PROBLEM DESCRIPTION: Write these rows out again, swapping "white shorts" for "black shorts" and leaving everything else the same.

── DATA FOR THIS TASK

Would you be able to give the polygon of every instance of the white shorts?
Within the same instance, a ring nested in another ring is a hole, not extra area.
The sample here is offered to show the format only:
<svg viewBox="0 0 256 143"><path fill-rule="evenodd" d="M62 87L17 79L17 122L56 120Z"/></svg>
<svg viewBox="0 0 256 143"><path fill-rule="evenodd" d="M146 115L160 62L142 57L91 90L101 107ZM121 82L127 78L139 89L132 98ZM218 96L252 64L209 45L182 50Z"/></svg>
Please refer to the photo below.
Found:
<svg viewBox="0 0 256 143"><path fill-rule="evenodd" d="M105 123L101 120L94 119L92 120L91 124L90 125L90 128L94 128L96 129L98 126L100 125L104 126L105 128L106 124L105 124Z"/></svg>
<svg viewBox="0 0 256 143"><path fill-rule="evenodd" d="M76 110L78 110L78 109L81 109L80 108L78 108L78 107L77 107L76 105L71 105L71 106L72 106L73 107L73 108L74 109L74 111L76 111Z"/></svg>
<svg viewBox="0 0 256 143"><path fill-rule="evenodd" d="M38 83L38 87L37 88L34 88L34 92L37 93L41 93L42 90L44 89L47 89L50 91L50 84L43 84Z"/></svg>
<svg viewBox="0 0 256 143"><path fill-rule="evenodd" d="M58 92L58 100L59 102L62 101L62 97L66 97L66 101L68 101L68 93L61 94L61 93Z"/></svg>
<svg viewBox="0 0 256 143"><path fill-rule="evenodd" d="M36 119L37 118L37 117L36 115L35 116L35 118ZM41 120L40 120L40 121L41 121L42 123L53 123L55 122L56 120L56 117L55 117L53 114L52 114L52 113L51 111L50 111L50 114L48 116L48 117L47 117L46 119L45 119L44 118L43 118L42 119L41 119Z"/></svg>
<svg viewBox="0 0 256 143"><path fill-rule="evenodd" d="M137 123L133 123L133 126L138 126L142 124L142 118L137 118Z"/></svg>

────

COMPLETE ANSWER:
Would you be able to give the polygon of every instance of the black shorts?
Within the same instance, a ring nested in another ring is a hole, not extra area.
The sample here is offered to show the format only:
<svg viewBox="0 0 256 143"><path fill-rule="evenodd" d="M62 87L17 79L17 122L56 120Z"/></svg>
<svg viewBox="0 0 256 143"><path fill-rule="evenodd" d="M146 115L160 62L142 57L91 90L101 107ZM121 82L127 78L139 89L132 98ZM218 96L252 64L209 45L182 50Z"/></svg>
Please refer to the photo below.
Found:
<svg viewBox="0 0 256 143"><path fill-rule="evenodd" d="M105 123L101 120L94 119L92 120L91 124L90 125L90 128L94 128L96 129L98 126L100 125L104 126L105 128L106 124L105 124Z"/></svg>
<svg viewBox="0 0 256 143"><path fill-rule="evenodd" d="M76 110L78 110L78 109L81 109L80 108L78 108L78 107L77 107L76 105L71 105L71 106L72 106L73 107L73 108L74 109L74 111L76 111Z"/></svg>
<svg viewBox="0 0 256 143"><path fill-rule="evenodd" d="M38 83L38 87L37 88L34 88L34 92L37 93L41 93L42 90L44 89L47 89L50 91L50 84L43 84Z"/></svg>
<svg viewBox="0 0 256 143"><path fill-rule="evenodd" d="M58 92L58 100L59 102L62 101L62 97L66 97L66 101L68 101L68 93L61 94L61 93Z"/></svg>
<svg viewBox="0 0 256 143"><path fill-rule="evenodd" d="M36 119L37 118L37 117L36 115L35 116L35 118ZM41 120L40 120L40 121L41 121L42 123L53 123L55 122L56 120L56 117L55 117L53 114L52 114L52 113L51 111L50 111L50 114L48 116L48 117L47 117L46 119L45 119L44 118L43 118L42 119L41 119Z"/></svg>
<svg viewBox="0 0 256 143"><path fill-rule="evenodd" d="M137 123L133 123L133 126L138 126L142 124L142 118L137 118Z"/></svg>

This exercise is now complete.